(Passage for review Opens)

Hydrogen can be burned in a combustion engine similar to gasoline or diesel or used in fuel cells where it reacts with oxygen to produce electricity. In both cases, the only emission is steam.

Natural Resources Canada (NRCAN). 2020. Hydrogen Strategy for Canada: Seizing the Opportunities for Hydrogen

Energy carrier

Hydrogen is also an excellent energy carrier, supporting the overall integration of renewable energy like solar, hydro, and geothermal, by storing excess energy produced until it can be converted back into electricity for end users. In addition to being its own energy source through fuel cells and in industry, hydrogen can also improve the long-term viability of other renewable energy sources.

Working in hydrogen

With Canada’s 2050 net-zero goal, the broader energy industry is putting a lot of resources and attention into realizing the potential for hydrogen. It’s a great place for new, experienced, and transitioning workers to establish themselves in the evolution of energy in Canada.

(Passage for review Closes)
(Data excerpts Opens)

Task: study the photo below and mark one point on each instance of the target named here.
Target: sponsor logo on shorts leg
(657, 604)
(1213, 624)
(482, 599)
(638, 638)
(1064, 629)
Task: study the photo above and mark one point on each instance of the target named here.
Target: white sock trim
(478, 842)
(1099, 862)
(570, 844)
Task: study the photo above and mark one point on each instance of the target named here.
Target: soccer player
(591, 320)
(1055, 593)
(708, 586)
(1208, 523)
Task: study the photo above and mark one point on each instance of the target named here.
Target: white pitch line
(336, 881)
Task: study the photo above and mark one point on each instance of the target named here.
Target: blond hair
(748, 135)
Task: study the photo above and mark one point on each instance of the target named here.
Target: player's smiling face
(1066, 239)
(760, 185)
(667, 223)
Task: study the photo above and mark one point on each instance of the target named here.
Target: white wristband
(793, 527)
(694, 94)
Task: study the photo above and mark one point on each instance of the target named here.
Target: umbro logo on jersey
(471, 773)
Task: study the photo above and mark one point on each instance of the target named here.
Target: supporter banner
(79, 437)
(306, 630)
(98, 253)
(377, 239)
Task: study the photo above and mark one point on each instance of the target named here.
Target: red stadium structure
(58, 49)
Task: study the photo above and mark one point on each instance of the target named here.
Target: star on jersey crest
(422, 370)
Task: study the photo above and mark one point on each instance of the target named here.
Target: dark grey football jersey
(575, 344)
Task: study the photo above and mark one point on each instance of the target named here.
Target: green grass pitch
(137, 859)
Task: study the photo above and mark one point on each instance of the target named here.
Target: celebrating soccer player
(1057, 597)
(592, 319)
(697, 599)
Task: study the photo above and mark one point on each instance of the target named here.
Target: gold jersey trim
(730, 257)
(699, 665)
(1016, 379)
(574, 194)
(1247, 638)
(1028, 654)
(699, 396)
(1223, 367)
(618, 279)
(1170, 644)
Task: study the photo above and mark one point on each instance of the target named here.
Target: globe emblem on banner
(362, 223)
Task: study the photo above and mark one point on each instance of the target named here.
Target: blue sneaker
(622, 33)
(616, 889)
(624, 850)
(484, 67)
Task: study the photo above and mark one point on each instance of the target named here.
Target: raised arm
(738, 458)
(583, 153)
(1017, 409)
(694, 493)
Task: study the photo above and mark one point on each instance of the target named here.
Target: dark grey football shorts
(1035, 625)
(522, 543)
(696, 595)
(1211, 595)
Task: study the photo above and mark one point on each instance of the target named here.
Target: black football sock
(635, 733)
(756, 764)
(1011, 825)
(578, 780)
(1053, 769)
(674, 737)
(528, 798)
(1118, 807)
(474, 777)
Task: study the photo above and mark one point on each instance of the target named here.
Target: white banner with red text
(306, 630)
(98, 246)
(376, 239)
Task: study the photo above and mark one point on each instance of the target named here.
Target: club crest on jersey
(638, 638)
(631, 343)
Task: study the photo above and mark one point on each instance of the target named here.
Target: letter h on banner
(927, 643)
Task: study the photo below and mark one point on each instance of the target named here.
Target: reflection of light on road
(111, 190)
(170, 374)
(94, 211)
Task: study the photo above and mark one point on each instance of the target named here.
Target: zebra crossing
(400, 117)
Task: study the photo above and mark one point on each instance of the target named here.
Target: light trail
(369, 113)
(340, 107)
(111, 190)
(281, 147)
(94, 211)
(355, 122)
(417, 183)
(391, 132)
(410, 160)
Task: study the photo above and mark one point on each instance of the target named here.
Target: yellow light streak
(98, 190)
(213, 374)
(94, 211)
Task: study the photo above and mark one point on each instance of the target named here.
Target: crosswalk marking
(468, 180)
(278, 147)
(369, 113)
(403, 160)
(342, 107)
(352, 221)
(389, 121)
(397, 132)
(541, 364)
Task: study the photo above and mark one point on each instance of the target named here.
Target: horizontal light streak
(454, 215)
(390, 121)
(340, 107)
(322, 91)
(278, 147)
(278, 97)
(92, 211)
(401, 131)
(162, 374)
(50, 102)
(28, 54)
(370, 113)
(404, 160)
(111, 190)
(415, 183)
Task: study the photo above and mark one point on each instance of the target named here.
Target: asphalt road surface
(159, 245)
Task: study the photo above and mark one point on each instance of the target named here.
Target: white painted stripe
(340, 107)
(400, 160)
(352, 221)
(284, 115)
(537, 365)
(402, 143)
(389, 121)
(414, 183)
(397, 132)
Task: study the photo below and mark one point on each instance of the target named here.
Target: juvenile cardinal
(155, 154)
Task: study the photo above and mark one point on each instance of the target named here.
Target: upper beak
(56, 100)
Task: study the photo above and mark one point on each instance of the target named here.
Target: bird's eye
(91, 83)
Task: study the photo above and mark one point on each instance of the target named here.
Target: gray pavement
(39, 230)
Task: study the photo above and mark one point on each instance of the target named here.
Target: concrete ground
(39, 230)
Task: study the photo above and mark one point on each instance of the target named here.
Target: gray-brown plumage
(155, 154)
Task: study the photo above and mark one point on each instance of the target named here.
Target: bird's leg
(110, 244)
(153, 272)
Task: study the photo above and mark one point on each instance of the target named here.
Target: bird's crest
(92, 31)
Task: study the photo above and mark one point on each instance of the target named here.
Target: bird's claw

(Data excerpts Closes)

=== What to work on ===
[A] According to the text on hydrogen, what is the only emission when hydrogen is burned in an engine or used in fuel cells?
[B] Say whether each statement agrees with the text on hydrogen, answering yes or no and quoting the words of the text that settle it: (i) Hydrogen can be burned in a combustion engine. (ii) Hydrogen can store extra energy made by renewable sources. (iii) Canada's net-zero goal is set for 2040.
[C] Pick up the text on hydrogen from where it stops.

=== List of answers ===
[A] Steam.

[B]
(i) Yes: "Hydrogen can be burned in a combustion engine similar to gasoline or diesel"
(ii) Yes: "by storing excess energy produced until it can be converted back into electricity for end users"
(iii) No: "With Canada’s 2050 net-zero goal"

[C]
As the hydrogen energy sector grows, career opportunities will grow with it.  In Alberta alone, a $50 million Hydrogen Centre of Excellence was announced, and over $14 billion worth of hydrogen projects have been announced since 2020. Job seekers preparing for careers in this sector should consider training and education in fields such as engineering, chemistry, materials science, environmental science, policy studies, and business management.